**Written exercise A**:
Answer each question from the book review.
(i) What did Scott Adams create?
(ii) Which book does the writer recommend reading instead?
(iii) What happened to Adams's voice in one of the book's stories?
**Written exercise B**: Reproduce the book review from "Scott Adams, creator" up to and including "these two tactics.", changing "worldview" to "outlook".

**Document segment**:
• • • • •
Scott Adams, creator of Dilbert, believes that being lucky is your key to success.
Before you click away, I agree with you that this philosophy doesn’t lend itself to observable reality which is why I don’t hold this worldview (In fact, I’d recommend you go read “The Magic of Thinking Big” instead of this book).
Adams’s book is illustrated at every turn by stories like how he lost his voice for several years. I truly enjoyed this book, and have several tactics I can fit into my own worldview after reading it. Here are my two favorites.
Systems are for winners, Goals are for losers.
Every skill you acquire doubles your odds of success.
Here’s the thing, I believe in objective truth, that our actions have real consequences, and our universe functions according to its created order. Within this framework, I see tremendous value in these two tactics.
• • • • •
**Information provided**:
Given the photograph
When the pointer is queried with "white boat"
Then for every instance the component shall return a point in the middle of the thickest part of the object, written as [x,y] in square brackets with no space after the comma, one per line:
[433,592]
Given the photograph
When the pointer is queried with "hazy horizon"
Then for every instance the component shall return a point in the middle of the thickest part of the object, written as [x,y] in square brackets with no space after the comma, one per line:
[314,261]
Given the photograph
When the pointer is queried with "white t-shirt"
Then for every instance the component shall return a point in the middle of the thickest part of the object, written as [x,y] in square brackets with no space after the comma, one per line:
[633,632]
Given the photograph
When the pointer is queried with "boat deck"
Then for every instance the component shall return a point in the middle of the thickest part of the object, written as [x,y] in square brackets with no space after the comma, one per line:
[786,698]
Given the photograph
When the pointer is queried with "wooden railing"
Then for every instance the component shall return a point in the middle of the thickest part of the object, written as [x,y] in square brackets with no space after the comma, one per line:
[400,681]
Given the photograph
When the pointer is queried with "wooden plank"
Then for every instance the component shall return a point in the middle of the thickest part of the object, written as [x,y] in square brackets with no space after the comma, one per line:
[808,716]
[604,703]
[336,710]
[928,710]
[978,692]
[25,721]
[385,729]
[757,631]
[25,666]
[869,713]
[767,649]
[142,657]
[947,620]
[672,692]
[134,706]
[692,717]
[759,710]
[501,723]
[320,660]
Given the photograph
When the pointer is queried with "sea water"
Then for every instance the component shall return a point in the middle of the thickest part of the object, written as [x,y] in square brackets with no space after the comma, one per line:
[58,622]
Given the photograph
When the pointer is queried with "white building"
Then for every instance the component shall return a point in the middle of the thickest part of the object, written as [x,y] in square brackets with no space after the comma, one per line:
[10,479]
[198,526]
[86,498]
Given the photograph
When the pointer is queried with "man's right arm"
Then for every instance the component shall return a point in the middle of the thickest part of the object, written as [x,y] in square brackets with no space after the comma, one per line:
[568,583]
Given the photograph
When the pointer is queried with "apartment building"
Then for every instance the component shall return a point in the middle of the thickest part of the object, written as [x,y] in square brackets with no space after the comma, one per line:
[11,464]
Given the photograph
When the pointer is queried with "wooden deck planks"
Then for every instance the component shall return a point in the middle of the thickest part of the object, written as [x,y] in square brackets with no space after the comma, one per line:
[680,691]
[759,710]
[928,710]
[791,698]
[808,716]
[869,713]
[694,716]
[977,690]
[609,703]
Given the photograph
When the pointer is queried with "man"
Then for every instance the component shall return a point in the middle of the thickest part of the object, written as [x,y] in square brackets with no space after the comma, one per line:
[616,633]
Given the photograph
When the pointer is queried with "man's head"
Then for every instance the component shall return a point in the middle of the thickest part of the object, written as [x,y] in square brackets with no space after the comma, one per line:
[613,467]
• • • • •
**Written answer A**:
(i) Dilbert
(ii) "The Magic of Thinking Big"
(iii) He lost it for several years.

**Written answer B**:
Scott Adams, creator of Dilbert, believes that being lucky is your key to success.
Before you click away, I agree with you that this philosophy doesn’t lend itself to observable reality which is why I don’t hold this outlook (In fact, I’d recommend you go read “The Magic of Thinking Big” instead of this book).
Adams’s book is illustrated at every turn by stories like how he lost his voice for several years. I truly enjoyed this book, and have several tactics I can fit into my own outlook after reading it. Here are my two favorites.
Systems are for winners, Goals are for losers.
Every skill you acquire doubles your odds of success.
Here’s the thing, I believe in objective truth, that our actions have real consequences, and our universe functions according to its created order. Within this framework, I see tremendous value in these two tactics.